TEXT —
★ ★ ★ ★

She called the billing office and asked for an itemized bill. There were no complications, no anesthesia, not even a doctor present. Why was it so expensive? But what they received wasn't any more enlightening than the summary bill.

She got a clear impression that if they didn't pay they'd be sent to collections. To avoid ruining their credit, they agreed to a two-year payment plan and got their first installment bill, for $214.87 in April. Nancy thinks the overall charge is too high: "It's not fair [for] people who are in the low end of the middle class."

Lisa Worley, associate vice president for media relations at the University of Miami Health System, said in a statement that Mendoza "does not qualify for financial assistance because he has health insurance."

But the health system's posted financial assistance policy clearly states that financial assistance is available to "underinsured individuals with a balance remaining after third party liability of $1000 or more, whose family income for the preceding 12 months is equal to or less than 300% [of the federal poverty guidelines]."

Under a less detailed version of the hospital policy included in one of their bills, the Mendozas meet the income threshold for "assistance provided on a sliding scale."

★ ★ ★ ★

[Collection entries]
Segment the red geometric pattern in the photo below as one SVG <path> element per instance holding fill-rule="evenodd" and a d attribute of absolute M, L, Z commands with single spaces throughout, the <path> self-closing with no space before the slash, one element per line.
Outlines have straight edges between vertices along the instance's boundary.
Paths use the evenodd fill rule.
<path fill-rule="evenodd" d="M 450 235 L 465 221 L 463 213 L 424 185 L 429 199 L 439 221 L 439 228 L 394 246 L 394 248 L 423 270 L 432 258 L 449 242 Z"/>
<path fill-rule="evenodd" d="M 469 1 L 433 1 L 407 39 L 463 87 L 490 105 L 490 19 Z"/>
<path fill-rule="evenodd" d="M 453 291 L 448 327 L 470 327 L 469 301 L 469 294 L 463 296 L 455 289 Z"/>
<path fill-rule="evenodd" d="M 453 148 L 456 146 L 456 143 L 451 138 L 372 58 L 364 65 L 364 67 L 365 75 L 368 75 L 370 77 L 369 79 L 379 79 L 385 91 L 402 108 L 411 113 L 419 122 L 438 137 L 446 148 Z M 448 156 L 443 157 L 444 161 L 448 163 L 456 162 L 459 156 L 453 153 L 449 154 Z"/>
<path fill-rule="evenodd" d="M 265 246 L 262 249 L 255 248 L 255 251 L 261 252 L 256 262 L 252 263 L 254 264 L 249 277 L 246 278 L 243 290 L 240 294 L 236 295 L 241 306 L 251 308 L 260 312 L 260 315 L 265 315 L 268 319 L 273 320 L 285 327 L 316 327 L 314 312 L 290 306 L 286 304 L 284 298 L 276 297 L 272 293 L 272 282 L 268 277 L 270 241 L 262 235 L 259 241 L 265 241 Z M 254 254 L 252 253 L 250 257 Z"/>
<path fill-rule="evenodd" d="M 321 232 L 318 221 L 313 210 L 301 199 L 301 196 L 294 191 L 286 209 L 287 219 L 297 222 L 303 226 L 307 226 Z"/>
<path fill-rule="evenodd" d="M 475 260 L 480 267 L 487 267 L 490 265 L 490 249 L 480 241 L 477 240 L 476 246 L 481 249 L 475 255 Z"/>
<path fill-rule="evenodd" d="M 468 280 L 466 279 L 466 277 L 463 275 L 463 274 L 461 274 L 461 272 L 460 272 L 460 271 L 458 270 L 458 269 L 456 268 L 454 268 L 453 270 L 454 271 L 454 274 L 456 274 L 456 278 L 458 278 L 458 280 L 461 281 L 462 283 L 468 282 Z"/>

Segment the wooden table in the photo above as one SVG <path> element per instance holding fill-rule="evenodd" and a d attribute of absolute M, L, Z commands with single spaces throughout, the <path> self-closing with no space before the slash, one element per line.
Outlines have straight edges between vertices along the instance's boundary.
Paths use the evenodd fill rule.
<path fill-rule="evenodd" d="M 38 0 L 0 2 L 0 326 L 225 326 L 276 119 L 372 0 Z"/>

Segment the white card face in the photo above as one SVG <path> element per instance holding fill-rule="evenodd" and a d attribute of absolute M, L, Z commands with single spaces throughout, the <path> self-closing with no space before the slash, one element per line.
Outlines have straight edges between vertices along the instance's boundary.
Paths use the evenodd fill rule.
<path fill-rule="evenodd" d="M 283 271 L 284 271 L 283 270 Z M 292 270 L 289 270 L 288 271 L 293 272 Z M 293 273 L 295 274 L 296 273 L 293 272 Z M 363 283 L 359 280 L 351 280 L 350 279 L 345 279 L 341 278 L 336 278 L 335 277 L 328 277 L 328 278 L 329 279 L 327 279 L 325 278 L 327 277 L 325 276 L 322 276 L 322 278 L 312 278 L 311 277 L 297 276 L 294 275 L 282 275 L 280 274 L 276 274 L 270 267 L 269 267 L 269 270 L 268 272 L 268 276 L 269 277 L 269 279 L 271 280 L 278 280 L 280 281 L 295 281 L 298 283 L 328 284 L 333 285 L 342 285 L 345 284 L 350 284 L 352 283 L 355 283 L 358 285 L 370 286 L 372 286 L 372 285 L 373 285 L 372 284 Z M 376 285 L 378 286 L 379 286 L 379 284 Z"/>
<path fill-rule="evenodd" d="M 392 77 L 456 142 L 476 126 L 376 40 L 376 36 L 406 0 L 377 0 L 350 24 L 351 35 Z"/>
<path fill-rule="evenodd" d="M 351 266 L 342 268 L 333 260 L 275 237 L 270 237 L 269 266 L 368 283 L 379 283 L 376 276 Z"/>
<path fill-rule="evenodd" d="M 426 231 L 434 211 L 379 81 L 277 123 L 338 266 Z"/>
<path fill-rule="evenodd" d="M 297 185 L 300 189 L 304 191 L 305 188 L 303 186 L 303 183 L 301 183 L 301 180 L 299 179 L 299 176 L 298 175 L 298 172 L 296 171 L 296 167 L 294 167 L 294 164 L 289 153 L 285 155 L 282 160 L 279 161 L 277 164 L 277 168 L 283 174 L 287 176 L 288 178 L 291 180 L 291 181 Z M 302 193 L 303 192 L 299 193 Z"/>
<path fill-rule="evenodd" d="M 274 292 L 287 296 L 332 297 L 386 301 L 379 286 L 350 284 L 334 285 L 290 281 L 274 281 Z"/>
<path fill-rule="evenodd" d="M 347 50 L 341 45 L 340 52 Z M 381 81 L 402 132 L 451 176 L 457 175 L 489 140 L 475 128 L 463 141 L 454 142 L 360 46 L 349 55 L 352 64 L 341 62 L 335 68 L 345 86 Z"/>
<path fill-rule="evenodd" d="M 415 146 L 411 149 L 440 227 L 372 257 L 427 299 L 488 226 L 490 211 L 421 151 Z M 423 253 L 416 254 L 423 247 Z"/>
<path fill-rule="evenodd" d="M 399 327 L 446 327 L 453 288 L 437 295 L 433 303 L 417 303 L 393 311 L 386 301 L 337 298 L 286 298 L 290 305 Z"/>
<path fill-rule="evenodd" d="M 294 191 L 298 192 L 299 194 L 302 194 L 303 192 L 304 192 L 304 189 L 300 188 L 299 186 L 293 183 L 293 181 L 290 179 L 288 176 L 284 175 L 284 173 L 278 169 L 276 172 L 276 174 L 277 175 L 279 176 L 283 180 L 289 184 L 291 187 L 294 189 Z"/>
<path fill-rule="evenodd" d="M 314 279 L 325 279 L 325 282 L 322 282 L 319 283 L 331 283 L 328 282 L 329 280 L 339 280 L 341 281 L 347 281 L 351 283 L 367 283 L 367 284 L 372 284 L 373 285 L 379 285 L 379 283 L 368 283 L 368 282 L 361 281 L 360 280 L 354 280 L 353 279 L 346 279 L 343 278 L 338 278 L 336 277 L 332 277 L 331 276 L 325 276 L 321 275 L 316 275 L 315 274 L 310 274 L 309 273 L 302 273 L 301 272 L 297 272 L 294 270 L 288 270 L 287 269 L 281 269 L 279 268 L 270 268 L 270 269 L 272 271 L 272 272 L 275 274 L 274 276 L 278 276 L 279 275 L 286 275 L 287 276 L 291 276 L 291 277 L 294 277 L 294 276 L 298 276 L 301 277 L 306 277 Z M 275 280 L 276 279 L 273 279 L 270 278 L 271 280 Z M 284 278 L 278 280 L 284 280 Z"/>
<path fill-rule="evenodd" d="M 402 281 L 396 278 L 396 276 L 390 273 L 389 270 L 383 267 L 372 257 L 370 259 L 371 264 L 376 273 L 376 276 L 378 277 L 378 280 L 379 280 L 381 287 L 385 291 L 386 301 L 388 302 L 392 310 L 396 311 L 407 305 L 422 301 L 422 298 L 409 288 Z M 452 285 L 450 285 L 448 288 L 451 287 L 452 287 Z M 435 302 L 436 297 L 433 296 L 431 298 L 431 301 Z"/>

★ ★ ★ ★

PROMPT 1 —
Please copy the medical billing text from "She called the" up to and including "the summary bill.".
PROMPT 2 —
In the medical billing text, what was the amount of the first installment bill, and in which month did it come?
PROMPT 3 —
Pick up the medical billing text after its last sentence and keep writing.

EXERCISE OUTPUT 1 —
She called the billing office and asked for an itemized bill. There were no complications, no anesthesia, not even a doctor present. Why was it so expensive? But what they received wasn't any more enlightening than the summary bill.

EXERCISE OUTPUT 2 —
$214.87, in April.

EXERCISE OUTPUT 3 —
In her statement, Worley referred to Mendoza's sleep test as an "elective service." The health system website says it "provides financial assistance for emergency and other medically necessary (non-elective) care."

Mendoza's sleep study was medically necessary. The emergency department staff evaluated him and determined he needed a new CPAP to deal with serious medical problems caused by his obstructive sleep apnea. His pulmonologist concurred, as did his insurer, which preauthorized the sleep study.

In a statement, Humana wrote: "With sleep studies, there can be a wide range of costs, depending on the complexity of the case and the setting."

The insurer refused to comment on Mendoza's case specifically, even though the Mendozas had given permission to discuss it.

The Takeaway: The Mendozas followed the rules: They used an in-network provider and got prior authorization from their insurance company for the test.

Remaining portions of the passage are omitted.